## Source passage:
· · · ·

In Howard County, many aren't sorry to see O'Rourke go

Most officials support school board's decision to oust superintendent

Others are stunned by news

January 21, 2004|By Tricia Bishop | Tricia Bishop,SUN STAFF

A school superintendent who likes to dictate more than collaborate -- which has been said about Howard County's John R. O'Rourke -- was bound to butt heads with a school board that has spent the past year flexing its muscle.

That conflict set up a power struggle between superintendent and school board, a fight O'Rourke lost last week when board members told him that his contract would not be renewed when it expires June 30.

The news stunned many in Howard County, which has seen only four schools superintendents in the past 55 years. Some worry that this will be another blot on Howard's otherwise stellar education reputation, which has taken multiple hits during the past few months, including allegations of improper grade-changing by people in O'Rourke's Cabinet, forfeited sports seasons after ineligible players were discovered at Columbia's Oakland Mills High School and the exodus of a half-dozen top school system officials.

"Howard County is not used to this kind of negative publicity," said William Davis, assistant principal at Atholton High School in Columbia. "I think everybody is in shock."

Board members will say only that O'Rourke's management style, which has been described as uncommunicative, was among the determining factors in ending his tenure. But members have previously criticized O'Rourke for overstepping his bounds as their employee by trying to tell them how to govern and leaving them out of important decisions.

Board of Education members have spent the past 14 months trying to forge and rebuild partnerships, and open lines of communication, after multiple allegations that past and some present members have operated in secret or violated the state's open-meeting laws.

· · · ·

## Listed records:

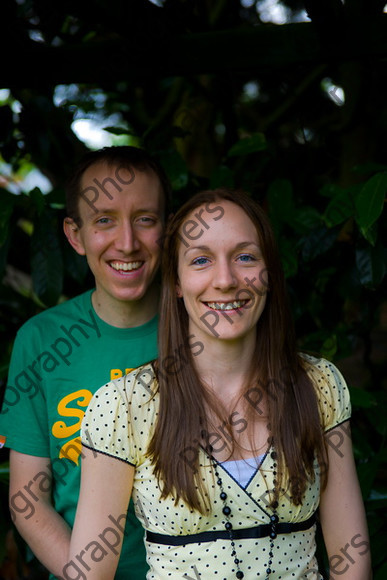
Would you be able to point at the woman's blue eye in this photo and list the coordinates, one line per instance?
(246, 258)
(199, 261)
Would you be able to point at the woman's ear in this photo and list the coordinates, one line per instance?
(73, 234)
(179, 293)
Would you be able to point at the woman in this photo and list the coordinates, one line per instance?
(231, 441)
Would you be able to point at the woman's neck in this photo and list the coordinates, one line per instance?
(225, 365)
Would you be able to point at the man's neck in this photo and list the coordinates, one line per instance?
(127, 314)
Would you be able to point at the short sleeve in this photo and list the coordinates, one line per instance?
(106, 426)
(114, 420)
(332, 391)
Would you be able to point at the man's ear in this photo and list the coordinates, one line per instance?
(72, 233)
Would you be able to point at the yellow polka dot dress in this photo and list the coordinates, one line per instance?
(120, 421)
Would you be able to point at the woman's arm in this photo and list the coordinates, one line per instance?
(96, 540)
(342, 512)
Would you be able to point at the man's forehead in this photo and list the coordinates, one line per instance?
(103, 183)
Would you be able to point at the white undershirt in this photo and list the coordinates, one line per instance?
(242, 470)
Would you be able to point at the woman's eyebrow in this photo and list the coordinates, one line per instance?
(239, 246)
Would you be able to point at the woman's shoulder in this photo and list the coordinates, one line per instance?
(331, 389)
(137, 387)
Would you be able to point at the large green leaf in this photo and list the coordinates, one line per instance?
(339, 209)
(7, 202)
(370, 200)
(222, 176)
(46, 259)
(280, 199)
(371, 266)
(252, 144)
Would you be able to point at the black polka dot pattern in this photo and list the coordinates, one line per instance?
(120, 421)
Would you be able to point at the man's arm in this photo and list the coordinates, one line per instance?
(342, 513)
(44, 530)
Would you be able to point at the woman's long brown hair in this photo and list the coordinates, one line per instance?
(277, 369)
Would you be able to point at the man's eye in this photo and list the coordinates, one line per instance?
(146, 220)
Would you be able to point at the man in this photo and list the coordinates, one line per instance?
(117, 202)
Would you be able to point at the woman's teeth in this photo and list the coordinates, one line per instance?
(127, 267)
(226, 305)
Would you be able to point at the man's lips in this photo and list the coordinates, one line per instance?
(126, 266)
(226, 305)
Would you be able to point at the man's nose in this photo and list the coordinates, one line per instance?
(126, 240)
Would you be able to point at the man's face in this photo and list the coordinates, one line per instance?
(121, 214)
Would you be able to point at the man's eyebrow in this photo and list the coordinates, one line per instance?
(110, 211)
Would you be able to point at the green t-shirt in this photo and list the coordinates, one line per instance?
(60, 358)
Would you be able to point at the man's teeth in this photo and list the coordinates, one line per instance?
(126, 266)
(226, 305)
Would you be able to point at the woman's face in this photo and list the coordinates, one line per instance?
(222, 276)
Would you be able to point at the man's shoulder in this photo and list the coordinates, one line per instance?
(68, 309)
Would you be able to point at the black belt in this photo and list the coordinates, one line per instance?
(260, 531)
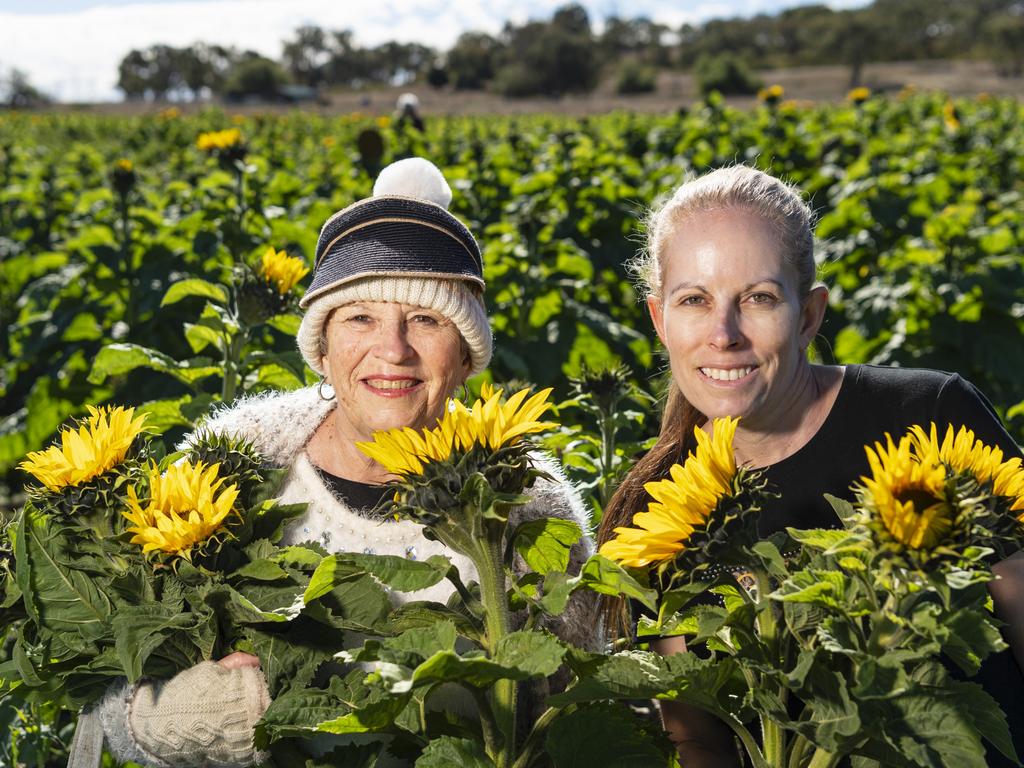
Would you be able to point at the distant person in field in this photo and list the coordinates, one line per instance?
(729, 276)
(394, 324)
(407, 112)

· · · ·

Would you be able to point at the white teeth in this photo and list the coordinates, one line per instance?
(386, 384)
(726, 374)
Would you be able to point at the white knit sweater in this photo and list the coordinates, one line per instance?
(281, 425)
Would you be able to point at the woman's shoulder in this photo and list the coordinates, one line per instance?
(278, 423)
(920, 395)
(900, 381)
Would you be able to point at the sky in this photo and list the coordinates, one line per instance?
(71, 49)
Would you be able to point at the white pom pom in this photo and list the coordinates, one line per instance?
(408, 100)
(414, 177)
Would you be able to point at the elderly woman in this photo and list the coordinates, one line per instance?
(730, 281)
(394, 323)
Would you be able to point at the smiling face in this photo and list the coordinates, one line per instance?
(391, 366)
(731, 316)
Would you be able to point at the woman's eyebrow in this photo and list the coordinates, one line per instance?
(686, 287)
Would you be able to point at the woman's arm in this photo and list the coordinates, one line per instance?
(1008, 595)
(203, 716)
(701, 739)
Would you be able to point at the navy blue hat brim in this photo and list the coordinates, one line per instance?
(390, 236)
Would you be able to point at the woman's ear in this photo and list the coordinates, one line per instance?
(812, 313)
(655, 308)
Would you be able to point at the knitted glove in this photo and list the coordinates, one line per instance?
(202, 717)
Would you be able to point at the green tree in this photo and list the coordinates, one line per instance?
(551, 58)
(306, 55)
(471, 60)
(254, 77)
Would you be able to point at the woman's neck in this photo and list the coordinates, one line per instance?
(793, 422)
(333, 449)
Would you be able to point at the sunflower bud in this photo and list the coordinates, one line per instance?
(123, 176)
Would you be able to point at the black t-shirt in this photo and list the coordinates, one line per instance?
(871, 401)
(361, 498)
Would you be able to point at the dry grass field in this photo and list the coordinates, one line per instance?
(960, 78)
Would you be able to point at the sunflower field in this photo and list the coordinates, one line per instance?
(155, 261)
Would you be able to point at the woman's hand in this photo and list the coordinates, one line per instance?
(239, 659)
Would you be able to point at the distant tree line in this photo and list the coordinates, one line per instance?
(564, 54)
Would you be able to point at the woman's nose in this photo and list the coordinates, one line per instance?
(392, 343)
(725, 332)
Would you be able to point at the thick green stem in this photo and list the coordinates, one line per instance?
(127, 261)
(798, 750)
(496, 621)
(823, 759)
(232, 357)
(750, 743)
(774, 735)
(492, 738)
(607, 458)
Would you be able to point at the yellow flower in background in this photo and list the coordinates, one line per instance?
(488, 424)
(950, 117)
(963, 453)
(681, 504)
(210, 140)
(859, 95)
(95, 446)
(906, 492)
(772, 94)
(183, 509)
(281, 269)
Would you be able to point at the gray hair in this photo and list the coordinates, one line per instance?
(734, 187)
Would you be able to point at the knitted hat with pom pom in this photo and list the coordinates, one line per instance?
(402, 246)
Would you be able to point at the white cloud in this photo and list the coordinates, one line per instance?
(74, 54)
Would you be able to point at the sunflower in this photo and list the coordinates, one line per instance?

· · · ·

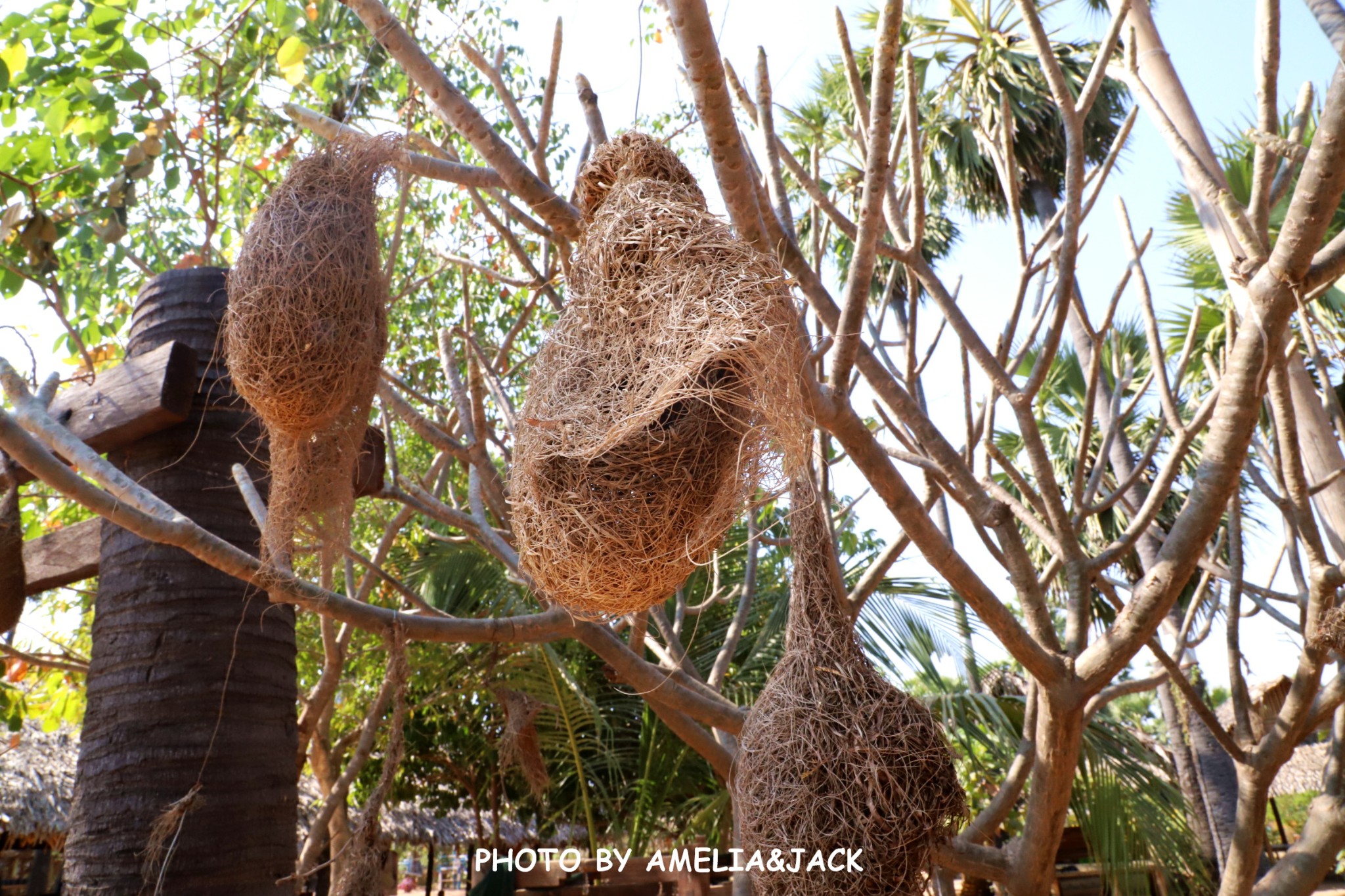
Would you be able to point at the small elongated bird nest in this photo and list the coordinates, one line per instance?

· · · ·

## Task list:
[1] In the Howard County article, condense the paragraph beginning "The news stunned many" into a bulleted list of its main facts.
[2] Reproduce word for word the portion of the Howard County article from "January 21, 2004|By" to "expires June 30.".

## Outputs in order:
[1]
- The news stunned many in Howard County, which has had only four schools superintendents in 55 years.
- Some worry it will further damage Howard's otherwise stellar education reputation.
- That reputation has taken several hits in recent months:
  - allegations of improper grade-changing by people in O'Rourke's Cabinet
  - forfeited sports seasons after ineligible players were found at Columbia's Oakland Mills High School
  - the departure of a half-dozen top school system officials

[2]
January 21, 2004|By Tricia Bishop | Tricia Bishop,SUN STAFF

A school superintendent who likes to dictate more than collaborate -- which has been said about Howard County's John R. O'Rourke -- was bound to butt heads with a school board that has spent the past year flexing its muscle.

That conflict set up a power struggle between superintendent and school board, a fight O'Rourke lost last week when board members told him that his contract would not be renewed when it expires June 30.